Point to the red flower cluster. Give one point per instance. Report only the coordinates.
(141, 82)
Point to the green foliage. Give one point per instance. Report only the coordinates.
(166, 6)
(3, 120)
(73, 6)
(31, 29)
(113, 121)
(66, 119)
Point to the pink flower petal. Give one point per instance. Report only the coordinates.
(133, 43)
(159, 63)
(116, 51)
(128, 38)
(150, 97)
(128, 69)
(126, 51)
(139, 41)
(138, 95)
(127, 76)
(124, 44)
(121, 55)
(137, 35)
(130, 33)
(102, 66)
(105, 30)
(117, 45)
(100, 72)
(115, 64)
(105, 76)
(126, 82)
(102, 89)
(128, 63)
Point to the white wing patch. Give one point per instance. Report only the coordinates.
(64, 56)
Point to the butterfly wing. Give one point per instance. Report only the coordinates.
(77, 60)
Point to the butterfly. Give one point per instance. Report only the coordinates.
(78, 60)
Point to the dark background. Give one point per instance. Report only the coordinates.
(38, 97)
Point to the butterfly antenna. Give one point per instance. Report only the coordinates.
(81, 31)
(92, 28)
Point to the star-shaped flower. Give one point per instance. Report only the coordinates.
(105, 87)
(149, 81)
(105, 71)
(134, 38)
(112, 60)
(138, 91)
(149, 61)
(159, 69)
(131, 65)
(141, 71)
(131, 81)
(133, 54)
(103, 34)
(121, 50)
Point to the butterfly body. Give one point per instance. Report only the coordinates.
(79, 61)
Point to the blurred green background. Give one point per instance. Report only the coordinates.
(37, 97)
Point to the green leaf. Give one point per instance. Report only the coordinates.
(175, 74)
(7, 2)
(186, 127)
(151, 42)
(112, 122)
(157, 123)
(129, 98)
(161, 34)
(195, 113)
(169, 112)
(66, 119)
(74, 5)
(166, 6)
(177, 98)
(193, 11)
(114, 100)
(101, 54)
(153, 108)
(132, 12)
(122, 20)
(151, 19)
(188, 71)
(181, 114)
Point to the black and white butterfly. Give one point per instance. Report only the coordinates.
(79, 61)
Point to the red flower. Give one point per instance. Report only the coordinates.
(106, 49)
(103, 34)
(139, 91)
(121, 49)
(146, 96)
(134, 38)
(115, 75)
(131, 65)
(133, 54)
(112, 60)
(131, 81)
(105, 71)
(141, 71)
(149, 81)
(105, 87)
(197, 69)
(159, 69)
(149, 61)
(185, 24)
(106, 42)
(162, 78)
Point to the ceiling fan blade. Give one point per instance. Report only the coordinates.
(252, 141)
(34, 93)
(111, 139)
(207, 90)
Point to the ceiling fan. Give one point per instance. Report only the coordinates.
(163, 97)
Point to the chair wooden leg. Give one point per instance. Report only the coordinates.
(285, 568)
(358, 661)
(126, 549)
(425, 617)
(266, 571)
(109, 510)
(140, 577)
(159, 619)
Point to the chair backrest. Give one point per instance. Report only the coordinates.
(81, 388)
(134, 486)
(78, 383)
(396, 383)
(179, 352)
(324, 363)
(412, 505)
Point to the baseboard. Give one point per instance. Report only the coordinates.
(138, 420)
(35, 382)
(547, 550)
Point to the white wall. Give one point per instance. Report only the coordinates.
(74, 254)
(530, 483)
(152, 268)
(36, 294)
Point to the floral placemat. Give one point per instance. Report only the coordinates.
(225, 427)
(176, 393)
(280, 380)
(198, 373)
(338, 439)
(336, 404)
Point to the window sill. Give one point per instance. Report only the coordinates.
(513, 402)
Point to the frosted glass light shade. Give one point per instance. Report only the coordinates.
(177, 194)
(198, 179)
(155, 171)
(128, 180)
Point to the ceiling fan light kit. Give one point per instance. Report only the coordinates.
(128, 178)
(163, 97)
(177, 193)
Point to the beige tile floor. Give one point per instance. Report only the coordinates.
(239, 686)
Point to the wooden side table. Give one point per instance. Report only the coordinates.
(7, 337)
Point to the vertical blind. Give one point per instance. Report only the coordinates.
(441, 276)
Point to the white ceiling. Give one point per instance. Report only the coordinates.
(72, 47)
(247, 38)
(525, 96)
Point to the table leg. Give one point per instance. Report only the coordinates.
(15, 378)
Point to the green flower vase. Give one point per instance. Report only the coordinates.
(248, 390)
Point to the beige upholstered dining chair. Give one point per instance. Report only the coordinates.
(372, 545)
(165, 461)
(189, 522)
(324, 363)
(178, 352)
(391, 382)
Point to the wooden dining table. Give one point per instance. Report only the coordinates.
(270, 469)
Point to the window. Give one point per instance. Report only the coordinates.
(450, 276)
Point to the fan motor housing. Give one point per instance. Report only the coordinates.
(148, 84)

☆ ☆ ☆ ☆

Work required:
Lines from the one containing "Point to the beige tile" through the end of the data above must be written out exactly, and no other lines are needed.

Result of this task:
Point to the beige tile floor. Give one point per instance. Report only the coordinates.
(239, 686)
Point to the wooden side table. Give one point per instance. Report only the coordinates.
(7, 337)
Point to the vertical blind. Give one point per instance. Report only the coordinates.
(441, 276)
Point to the white ceiling. Give one point per instance. Report only the coordinates.
(72, 47)
(247, 38)
(525, 96)
Point to the table leg. Give one point per instance. Report only the coordinates.
(15, 378)
Point to the green flower vase. Give one point per instance. Report only the coordinates.
(248, 390)
Point to the beige upholstered dining chair. Give one point per instance. Report only the coordinates.
(372, 545)
(165, 461)
(189, 522)
(324, 363)
(178, 352)
(391, 382)
Point to the wooden dining table. Give one point per instance. Report only the coordinates.
(270, 469)
Point to the window. Give one point per instance. Report only the coordinates.
(450, 276)
Point to the fan motor housing. Give one point per instance. Report only the coordinates.
(148, 84)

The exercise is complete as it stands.